[Records of labeled points]
— START —
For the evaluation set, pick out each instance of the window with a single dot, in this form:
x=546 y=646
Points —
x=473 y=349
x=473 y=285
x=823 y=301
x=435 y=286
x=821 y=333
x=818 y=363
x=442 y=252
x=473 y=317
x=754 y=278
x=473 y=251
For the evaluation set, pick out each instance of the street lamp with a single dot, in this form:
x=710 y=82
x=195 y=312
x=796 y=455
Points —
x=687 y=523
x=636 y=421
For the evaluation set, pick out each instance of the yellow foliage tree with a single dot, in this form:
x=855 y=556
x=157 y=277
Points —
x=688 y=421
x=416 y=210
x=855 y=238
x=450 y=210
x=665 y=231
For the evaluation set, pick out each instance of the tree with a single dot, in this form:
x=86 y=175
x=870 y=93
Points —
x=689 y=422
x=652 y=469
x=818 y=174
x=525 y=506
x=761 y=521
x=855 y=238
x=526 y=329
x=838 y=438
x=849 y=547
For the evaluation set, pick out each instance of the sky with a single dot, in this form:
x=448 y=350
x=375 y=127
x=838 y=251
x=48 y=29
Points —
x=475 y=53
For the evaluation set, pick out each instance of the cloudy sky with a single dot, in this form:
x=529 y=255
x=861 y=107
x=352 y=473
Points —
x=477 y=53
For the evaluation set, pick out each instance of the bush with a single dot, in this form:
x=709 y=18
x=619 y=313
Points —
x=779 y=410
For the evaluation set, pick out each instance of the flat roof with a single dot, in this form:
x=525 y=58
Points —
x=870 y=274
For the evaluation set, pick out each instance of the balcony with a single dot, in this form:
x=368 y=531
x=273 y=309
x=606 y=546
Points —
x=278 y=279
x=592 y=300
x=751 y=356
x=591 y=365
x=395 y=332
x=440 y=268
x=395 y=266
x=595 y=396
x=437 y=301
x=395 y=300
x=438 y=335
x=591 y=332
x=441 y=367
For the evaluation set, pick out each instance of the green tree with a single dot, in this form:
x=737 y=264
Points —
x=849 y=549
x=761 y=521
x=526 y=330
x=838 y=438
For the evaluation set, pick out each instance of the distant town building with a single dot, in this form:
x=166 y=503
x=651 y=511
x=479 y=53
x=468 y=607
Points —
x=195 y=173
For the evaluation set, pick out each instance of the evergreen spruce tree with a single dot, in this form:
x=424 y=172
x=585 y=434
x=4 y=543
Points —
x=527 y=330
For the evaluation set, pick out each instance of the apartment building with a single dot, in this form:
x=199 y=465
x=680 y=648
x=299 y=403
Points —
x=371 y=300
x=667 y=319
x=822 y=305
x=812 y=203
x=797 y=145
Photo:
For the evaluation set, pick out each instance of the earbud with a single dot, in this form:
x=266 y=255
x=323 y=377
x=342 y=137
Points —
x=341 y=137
— END —
— START —
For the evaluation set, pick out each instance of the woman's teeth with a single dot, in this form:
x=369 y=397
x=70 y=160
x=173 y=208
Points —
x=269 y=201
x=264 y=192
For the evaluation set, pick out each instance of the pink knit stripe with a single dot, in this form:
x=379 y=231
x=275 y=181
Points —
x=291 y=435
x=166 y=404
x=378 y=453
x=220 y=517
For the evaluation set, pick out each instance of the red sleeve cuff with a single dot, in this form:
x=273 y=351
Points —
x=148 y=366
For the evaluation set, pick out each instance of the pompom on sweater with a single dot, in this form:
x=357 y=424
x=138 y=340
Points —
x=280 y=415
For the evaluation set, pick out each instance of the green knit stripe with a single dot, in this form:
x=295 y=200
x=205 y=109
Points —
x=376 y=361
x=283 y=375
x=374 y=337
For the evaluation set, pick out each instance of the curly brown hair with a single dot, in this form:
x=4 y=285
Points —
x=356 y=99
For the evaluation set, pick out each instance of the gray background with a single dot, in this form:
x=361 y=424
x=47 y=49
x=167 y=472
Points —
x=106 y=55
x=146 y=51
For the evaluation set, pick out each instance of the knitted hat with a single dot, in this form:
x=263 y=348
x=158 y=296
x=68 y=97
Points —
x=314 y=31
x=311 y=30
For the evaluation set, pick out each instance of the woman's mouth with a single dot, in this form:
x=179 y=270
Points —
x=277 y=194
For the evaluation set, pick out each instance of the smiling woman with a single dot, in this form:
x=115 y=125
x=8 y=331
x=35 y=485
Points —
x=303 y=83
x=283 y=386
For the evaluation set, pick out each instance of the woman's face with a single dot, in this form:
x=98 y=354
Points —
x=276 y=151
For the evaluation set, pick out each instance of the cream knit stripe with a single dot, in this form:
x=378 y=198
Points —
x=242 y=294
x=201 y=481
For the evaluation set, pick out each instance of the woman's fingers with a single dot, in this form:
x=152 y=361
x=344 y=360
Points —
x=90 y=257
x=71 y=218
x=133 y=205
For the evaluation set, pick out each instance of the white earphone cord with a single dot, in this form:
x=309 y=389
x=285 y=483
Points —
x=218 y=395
— END —
*What you are asked to do*:
Lay out the lines from the one containing "For the evaluation set, pick out each instance of the cloudy" through the one containing "x=870 y=274", both included, as a JSON list of strings with one string per line and blank lines left out.

*Reply to the exercise*:
[
  "For the evaluation set, pick out each instance of the cloudy sky with a single dot, in this form:",
  "x=529 y=255",
  "x=861 y=107",
  "x=352 y=473",
  "Points —",
  "x=477 y=53",
  "For the evaluation set, pick out each instance of the bush with a single dot, in this form:",
  "x=709 y=18",
  "x=619 y=313",
  "Points —",
  "x=779 y=410",
  "For the evaluation set, pick out each instance of the flat roof with a single dot, in this form:",
  "x=525 y=58",
  "Points —",
  "x=870 y=274"
]